>> BEGIN

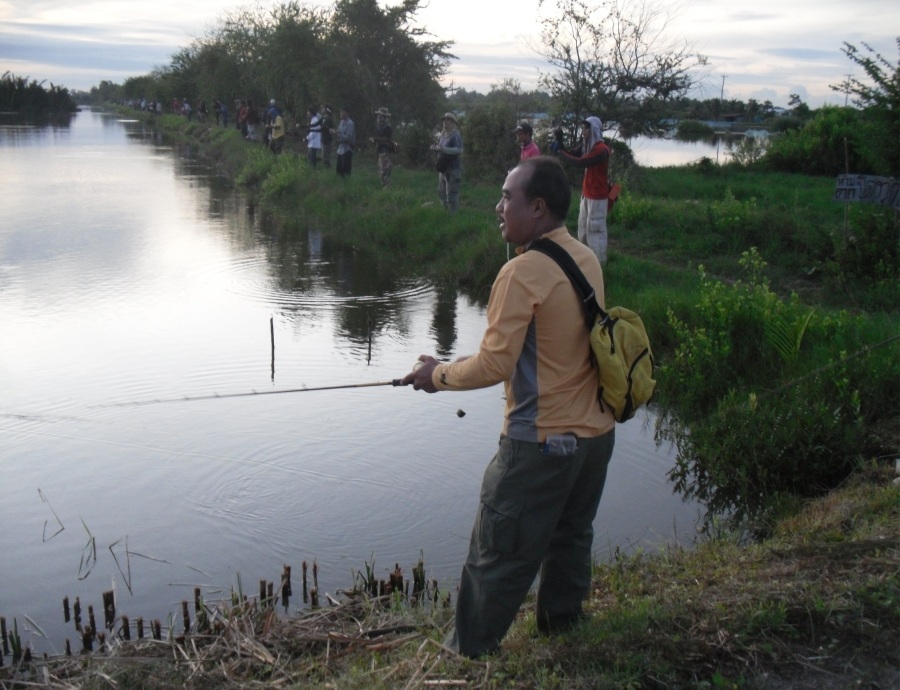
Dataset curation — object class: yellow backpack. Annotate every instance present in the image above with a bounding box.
[528,239,656,422]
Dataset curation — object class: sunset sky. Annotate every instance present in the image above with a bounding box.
[0,0,900,108]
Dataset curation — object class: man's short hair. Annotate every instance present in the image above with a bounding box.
[516,156,572,220]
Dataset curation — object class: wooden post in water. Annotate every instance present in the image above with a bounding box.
[103,590,116,630]
[303,561,309,604]
[281,565,293,609]
[181,599,191,635]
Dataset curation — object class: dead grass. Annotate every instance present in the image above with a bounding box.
[0,469,900,690]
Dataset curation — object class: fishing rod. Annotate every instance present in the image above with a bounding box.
[100,379,404,407]
[99,362,423,407]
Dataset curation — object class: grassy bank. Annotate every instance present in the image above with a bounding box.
[0,467,900,690]
[0,106,900,690]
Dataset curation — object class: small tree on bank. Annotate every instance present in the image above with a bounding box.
[538,0,706,137]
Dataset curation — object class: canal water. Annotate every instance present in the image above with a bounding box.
[0,111,698,654]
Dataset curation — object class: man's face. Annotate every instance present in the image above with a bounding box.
[497,167,537,245]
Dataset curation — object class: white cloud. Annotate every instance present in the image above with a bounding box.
[0,0,897,107]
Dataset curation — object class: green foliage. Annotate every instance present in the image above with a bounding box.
[728,137,769,168]
[0,71,78,117]
[769,115,809,133]
[831,36,900,177]
[765,107,864,175]
[105,0,453,132]
[675,120,715,141]
[538,0,706,137]
[824,204,900,311]
[463,101,518,181]
[657,250,900,528]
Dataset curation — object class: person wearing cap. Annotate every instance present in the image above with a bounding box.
[431,113,462,213]
[322,104,334,168]
[306,105,322,168]
[334,106,356,177]
[513,122,541,161]
[369,107,394,188]
[266,99,284,154]
[557,115,610,264]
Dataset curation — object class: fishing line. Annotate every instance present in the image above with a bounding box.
[0,427,397,488]
[91,379,403,407]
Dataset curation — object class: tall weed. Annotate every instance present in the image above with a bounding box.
[657,250,900,529]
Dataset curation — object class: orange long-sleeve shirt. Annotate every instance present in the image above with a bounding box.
[432,226,615,442]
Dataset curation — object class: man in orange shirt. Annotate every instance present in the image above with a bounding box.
[403,156,615,657]
[558,116,610,264]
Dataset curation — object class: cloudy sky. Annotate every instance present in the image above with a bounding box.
[0,0,900,107]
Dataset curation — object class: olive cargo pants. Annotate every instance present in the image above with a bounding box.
[446,429,615,657]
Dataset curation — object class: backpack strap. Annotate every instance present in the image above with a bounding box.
[526,238,609,330]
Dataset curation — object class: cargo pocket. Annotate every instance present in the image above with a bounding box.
[478,503,519,555]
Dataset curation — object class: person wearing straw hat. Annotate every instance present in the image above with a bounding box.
[431,112,463,213]
[557,115,610,264]
[513,121,541,161]
[369,106,394,188]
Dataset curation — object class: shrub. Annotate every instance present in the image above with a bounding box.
[657,250,900,528]
[764,107,877,175]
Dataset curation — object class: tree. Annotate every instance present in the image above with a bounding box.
[538,0,706,137]
[831,36,900,176]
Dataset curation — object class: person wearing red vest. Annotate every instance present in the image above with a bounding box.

>> END

- _The request_
Rewrite the lines between the one containing "Dataset curation — object class: dead" and the one containing "[0,106,900,690]", inclusive, replacing "fishing rod" with "fishing pole" and leaving everything else unchanged.

- _Answer to the problem_
Dataset curation — object class: dead grass. Annotate every instance present in the image above with a bounding box.
[0,469,900,690]
Dataset curation — object class: fishing pole. Annotate every instance present in the image above with a bounding box.
[100,379,404,407]
[99,362,423,407]
Dataset curation — object class: grassy bank. Annotate every instance present in the image above with a bounding box.
[0,467,900,690]
[0,106,900,690]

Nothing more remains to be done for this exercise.